You are viewing a plain text version of this content. The canonical link for it is here.
Posted to user@couchdb.apache.org by Daniel Wertheim <da...@wertheim.se> on 2014/04/01 16:12:03 UTC

Regarding "Skip as fast as startkey"

Was looking at this: https://issues.apache.org/jira/browse/COUCHDB-1076

Which in the final comment states: "As far as I'm aware, skip is
equivalently fast to a startkey search"

Glanced at the latest documentation, which has this pre v.1.2 vs after
v1.2:
http://couchdb.readthedocs.org/en/latest/couchapp/views/pagination.html

Did a quick test with 1.700.543  docs. CouchDb v1.5 Windows. Key is an
integer from 1 to 1.700.543

13000ms for limit=10&skip=500000
48ms with startkey, startkeydocid, skip, limit

Seems to me that the documents should still say "Don't use this" or what am
I missing?

//Daniel

Re: Regarding "Skip as fast as startkey"

Posted by Garren Smith <ga...@apache.org>.
Hi Daniel,

skip is definitely the quick fix, easy way out if performance isn’t a major concern or you not skipping with particularly high values.

cheers
Garren

On 01 Apr 2014, at 7:22 PM, Daniel Wertheim <da...@wertheim.se> wrote:

> Pagination of data sets for me is not only for humans sitting and clicking
> next, but also e.g. to batch process a certain range as well. But yes, for
> a GUI solution where someone probably will not "go that high" I guess I
> agree.

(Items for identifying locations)

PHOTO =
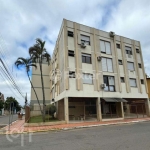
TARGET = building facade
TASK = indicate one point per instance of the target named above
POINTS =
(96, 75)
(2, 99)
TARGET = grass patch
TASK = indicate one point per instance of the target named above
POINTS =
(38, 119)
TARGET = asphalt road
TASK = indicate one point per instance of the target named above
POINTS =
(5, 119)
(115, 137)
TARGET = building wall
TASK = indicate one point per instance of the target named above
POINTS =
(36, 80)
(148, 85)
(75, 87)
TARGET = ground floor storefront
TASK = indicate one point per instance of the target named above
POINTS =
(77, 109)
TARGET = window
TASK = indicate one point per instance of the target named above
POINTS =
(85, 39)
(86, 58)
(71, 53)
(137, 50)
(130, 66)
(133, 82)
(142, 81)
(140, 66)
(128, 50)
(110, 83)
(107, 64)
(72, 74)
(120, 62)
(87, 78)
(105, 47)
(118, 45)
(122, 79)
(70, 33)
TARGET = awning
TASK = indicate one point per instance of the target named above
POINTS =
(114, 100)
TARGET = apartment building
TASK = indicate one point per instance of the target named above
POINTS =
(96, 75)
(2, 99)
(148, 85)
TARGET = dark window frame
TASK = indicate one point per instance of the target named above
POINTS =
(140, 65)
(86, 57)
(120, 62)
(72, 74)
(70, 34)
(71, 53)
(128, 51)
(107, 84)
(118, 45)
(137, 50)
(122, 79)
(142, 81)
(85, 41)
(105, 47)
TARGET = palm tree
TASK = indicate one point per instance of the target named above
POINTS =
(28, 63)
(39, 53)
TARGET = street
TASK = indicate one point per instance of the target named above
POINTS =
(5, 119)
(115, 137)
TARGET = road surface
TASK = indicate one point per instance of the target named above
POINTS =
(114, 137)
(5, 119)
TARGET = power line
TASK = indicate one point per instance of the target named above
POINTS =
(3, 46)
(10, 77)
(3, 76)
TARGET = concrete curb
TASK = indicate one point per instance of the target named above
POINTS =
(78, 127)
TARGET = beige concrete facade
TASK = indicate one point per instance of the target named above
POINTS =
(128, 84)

• [What the task asks] Write out the part of the CouchDB skip-performance thread starting at "Did a quick" and ending at "Garren Smith <ga...@apache.org>.". The location identification items have no role in this work.

• [Right answer]
Did a quick test with 1.700.543  docs. CouchDb v1.5 Windows. Key is an
integer from 1 to 1.700.543

13000ms for limit=10&skip=500000
48ms with startkey, startkeydocid, skip, limit

Seems to me that the documents should still say "Don't use this" or what am
I missing?

//Daniel

Re: Regarding "Skip as fast as startkey"

Posted by Garren Smith <ga...@apache.org>.